* MATERIAL *
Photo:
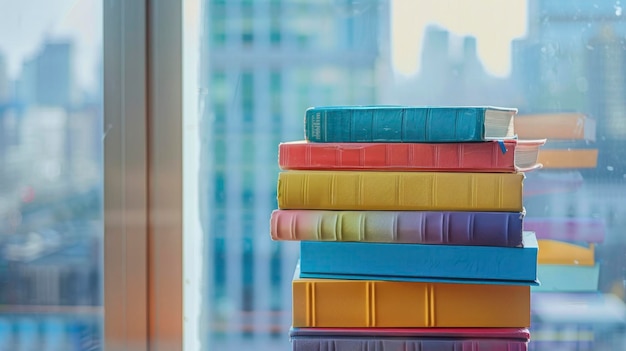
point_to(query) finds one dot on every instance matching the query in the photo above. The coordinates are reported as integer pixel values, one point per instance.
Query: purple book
(591, 230)
(423, 339)
(413, 227)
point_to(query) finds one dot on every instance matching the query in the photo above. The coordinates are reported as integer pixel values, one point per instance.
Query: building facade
(264, 63)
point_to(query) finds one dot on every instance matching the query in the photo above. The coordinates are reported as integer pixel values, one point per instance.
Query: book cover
(415, 227)
(561, 252)
(424, 339)
(581, 229)
(560, 126)
(491, 156)
(368, 303)
(568, 158)
(567, 278)
(419, 262)
(372, 190)
(407, 124)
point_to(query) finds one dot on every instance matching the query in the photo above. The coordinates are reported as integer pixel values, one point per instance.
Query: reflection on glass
(50, 175)
(267, 61)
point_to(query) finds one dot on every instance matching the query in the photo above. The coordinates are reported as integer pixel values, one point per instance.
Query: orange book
(489, 156)
(568, 158)
(561, 252)
(377, 303)
(562, 126)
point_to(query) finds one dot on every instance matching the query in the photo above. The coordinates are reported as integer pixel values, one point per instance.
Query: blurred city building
(265, 62)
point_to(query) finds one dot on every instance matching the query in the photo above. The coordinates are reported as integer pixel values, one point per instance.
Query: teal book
(421, 262)
(408, 124)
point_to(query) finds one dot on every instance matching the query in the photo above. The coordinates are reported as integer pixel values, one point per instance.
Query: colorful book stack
(568, 311)
(410, 228)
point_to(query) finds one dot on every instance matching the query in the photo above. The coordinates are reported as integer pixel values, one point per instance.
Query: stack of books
(410, 228)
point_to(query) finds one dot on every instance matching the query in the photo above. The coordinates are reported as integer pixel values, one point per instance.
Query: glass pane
(51, 175)
(265, 62)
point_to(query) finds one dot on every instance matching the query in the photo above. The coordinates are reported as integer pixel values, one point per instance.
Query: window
(537, 56)
(51, 175)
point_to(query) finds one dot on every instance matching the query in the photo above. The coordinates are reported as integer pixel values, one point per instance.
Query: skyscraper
(47, 78)
(264, 64)
(558, 71)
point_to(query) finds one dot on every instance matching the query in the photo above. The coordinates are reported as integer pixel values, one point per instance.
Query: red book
(488, 156)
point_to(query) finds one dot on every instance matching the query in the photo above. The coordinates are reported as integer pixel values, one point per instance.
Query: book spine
(395, 124)
(425, 227)
(371, 190)
(455, 157)
(369, 303)
(409, 262)
(389, 344)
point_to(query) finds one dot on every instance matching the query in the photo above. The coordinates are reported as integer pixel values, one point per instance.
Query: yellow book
(568, 158)
(368, 303)
(365, 190)
(560, 252)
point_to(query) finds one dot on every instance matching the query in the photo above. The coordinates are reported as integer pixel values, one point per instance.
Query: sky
(494, 23)
(26, 24)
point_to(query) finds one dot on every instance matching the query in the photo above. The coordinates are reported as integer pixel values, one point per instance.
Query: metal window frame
(143, 109)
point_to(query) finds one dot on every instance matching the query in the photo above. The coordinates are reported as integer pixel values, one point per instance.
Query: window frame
(143, 174)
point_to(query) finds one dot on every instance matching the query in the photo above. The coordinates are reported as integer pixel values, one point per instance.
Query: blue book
(408, 124)
(421, 262)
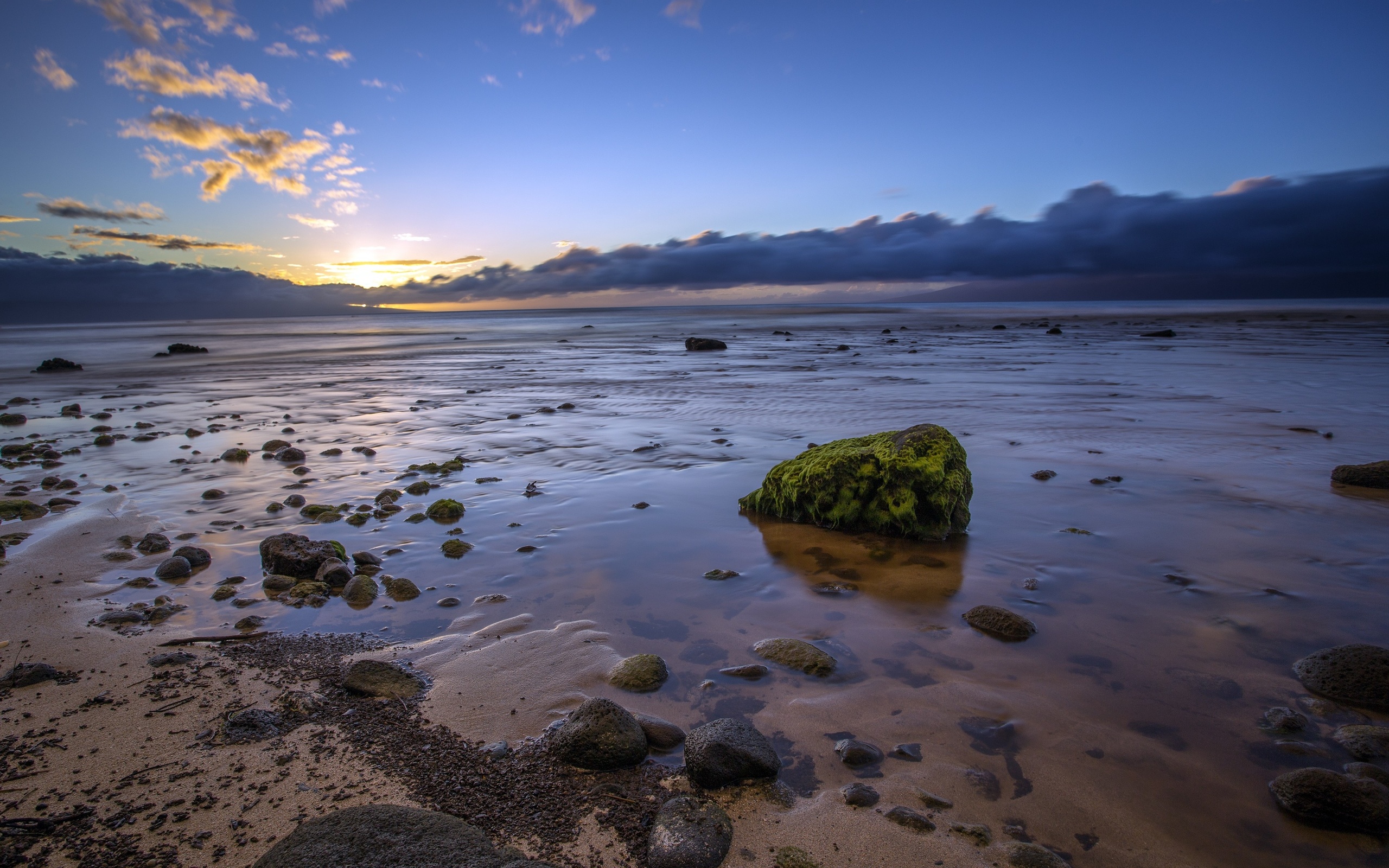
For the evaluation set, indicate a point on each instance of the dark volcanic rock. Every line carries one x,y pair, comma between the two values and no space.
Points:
599,735
1350,674
728,750
1323,797
690,834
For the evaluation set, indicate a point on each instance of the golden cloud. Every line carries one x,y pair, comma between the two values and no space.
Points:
155,74
267,156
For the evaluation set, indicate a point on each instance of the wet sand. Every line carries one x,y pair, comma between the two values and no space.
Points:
1223,553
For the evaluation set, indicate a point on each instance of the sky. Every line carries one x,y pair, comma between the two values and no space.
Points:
314,139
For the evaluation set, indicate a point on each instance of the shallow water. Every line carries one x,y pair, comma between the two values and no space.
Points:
1221,556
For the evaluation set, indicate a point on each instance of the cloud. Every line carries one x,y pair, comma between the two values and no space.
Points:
46,66
269,156
1321,222
146,71
71,209
685,11
313,222
163,242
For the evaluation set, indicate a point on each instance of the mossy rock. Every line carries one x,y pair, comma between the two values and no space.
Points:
445,510
913,484
639,674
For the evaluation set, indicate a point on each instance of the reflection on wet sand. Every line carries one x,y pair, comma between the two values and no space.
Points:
842,564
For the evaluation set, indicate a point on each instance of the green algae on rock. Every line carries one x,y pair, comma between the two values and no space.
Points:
912,484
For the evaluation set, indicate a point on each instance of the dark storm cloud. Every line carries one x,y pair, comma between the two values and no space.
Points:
1337,221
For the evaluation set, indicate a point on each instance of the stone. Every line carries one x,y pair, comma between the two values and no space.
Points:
386,835
173,569
1350,674
1323,797
860,795
26,674
728,750
1025,854
853,753
252,725
910,820
294,554
660,733
912,484
1363,742
378,678
196,557
1374,475
599,735
360,591
705,343
639,674
798,655
999,623
690,834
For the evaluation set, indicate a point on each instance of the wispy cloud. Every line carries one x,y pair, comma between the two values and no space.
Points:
146,71
163,242
48,66
271,157
73,209
314,222
685,11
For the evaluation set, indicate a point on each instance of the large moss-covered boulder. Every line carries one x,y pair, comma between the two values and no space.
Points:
912,484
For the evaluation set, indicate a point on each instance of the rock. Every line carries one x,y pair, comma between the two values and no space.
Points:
860,795
445,510
797,655
252,725
705,343
360,591
1374,475
728,750
852,752
377,678
295,556
912,820
26,674
196,557
999,623
912,484
173,569
386,835
660,733
1350,674
333,573
1025,854
601,735
1363,742
639,674
690,834
1323,797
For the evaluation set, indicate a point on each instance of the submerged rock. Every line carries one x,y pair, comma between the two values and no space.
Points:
913,484
690,834
728,750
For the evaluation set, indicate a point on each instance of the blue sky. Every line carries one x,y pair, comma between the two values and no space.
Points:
499,130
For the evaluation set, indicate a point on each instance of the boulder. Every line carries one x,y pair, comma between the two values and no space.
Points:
999,623
912,484
639,674
690,834
294,554
599,735
798,655
1374,475
1350,674
1323,797
728,750
377,678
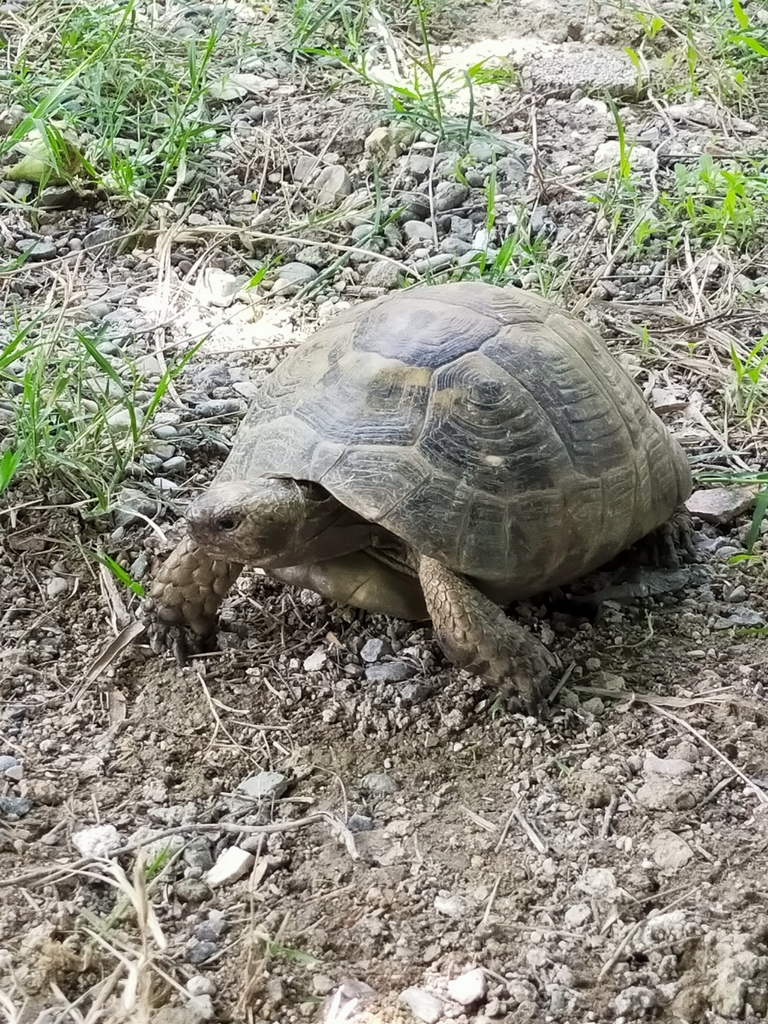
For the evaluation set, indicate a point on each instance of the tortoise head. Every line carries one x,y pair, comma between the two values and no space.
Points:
269,521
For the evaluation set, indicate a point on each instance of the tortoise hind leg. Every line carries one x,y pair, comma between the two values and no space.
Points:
671,543
182,605
476,635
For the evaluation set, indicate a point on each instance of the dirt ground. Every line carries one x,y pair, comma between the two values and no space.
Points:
414,847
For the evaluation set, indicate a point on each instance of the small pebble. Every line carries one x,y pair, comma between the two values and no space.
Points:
98,841
469,988
231,864
379,782
14,807
423,1005
390,672
315,660
372,649
262,785
212,929
7,761
200,985
201,951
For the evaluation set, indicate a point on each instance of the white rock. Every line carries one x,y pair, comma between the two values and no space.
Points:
670,851
99,841
230,865
664,928
423,1005
469,988
451,906
659,794
203,1005
669,767
262,785
216,287
198,985
598,882
609,154
720,505
333,184
578,914
315,660
56,587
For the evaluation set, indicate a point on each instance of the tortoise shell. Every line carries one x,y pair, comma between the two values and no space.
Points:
485,427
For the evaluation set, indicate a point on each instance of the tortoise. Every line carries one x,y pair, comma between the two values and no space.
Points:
437,454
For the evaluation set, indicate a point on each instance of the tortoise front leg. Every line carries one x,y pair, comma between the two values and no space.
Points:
476,635
185,598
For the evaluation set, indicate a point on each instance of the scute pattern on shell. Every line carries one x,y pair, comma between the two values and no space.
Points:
486,427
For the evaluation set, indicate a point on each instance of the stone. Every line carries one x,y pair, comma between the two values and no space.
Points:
608,155
373,649
192,891
215,287
304,167
293,276
670,851
419,164
7,761
469,988
386,142
423,1005
203,1007
108,237
417,230
635,1000
511,169
333,184
199,952
380,783
261,785
740,980
720,505
660,794
13,808
315,660
390,672
132,506
201,985
670,767
578,914
98,841
383,273
359,822
563,70
212,929
451,906
449,196
745,617
37,250
231,864
56,588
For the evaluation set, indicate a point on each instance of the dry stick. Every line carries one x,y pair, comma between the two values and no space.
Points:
610,810
633,931
489,903
529,830
61,870
762,798
189,233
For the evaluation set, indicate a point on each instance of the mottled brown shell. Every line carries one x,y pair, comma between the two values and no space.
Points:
484,426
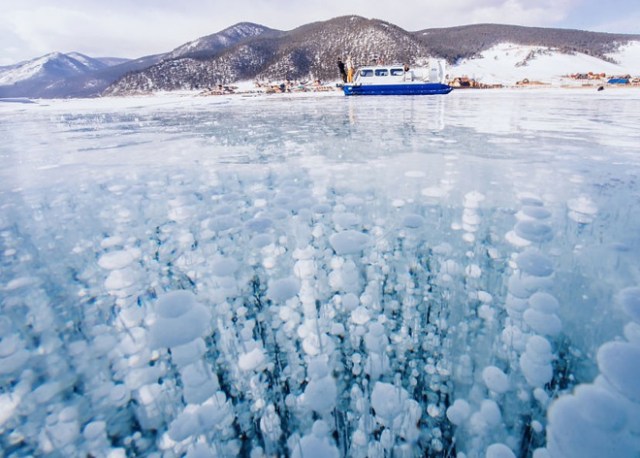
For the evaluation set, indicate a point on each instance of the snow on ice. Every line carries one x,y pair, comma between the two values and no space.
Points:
321,276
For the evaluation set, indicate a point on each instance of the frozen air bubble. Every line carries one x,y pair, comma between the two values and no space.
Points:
251,360
282,289
632,333
348,242
180,320
543,323
499,450
472,199
524,286
533,262
434,192
360,315
544,302
223,267
533,231
413,221
619,363
600,408
537,374
320,395
346,219
629,299
583,205
533,212
259,224
490,412
495,379
458,412
539,349
115,260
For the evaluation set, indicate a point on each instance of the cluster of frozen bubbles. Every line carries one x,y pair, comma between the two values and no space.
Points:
268,316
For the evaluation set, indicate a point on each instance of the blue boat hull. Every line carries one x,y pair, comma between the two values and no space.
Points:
397,89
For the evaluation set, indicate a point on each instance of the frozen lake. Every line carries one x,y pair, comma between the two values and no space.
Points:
322,275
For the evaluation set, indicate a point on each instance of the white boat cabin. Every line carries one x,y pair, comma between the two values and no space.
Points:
400,74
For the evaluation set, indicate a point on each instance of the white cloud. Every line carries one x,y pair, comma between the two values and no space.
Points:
30,28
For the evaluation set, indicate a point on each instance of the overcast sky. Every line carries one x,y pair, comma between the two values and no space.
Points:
134,28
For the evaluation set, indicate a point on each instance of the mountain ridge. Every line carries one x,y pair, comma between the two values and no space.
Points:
249,51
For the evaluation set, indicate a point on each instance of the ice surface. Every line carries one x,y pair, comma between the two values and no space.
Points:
228,276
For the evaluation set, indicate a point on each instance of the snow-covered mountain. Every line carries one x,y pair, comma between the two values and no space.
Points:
488,52
50,67
508,63
212,44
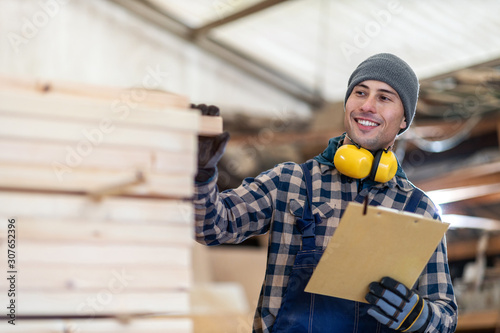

* WORK REQUIRED *
Write out the items again from the line with "the blue boat" through the end of the items, keeping the requests and adding 137 to every coordinate value in the answers. Leave the pictures out.

* EXERCISE ANSWER *
For the evaluation set, indicate a point on each instance of the blue boat hull. Every line carries one x,y pair, comma between the two values and no space.
Points:
534,226
For the evaluation set, indicate a point on each instance of the frozen lake. Every line carries one x,y pair, comma between the two values and no space.
Points:
459,412
For the evaluation set, indicate a point on each instance of the white boat cabin. Every line carries one x,y pair, comma between the two values and no space.
Points:
537,211
For the evaluation set, indicate a point on each instance of the white cloud. Every line carries one x,y pair, comma between the two values and no space.
Points:
167,165
For the evaluation set, indicate a point on each instance of the overcast sky. Every line carries one x,y pair, comma between the two values and no space.
Points:
271,165
For the evaluation set, indicate a point on each instance of the mountain ridge. Every line carries one x,y pair, comma between the two values and no space.
Points:
386,188
For the evaluation set, indicate a point on each instance of the ice surface. Every line carries one x,y pair, comma between the two values and no space.
Points:
365,413
For the evaluation set, indicate a point on each instance of the snow-covered mountain. Every line carries one x,y pair, comma between the two values and no space.
Points:
625,189
187,204
645,200
349,181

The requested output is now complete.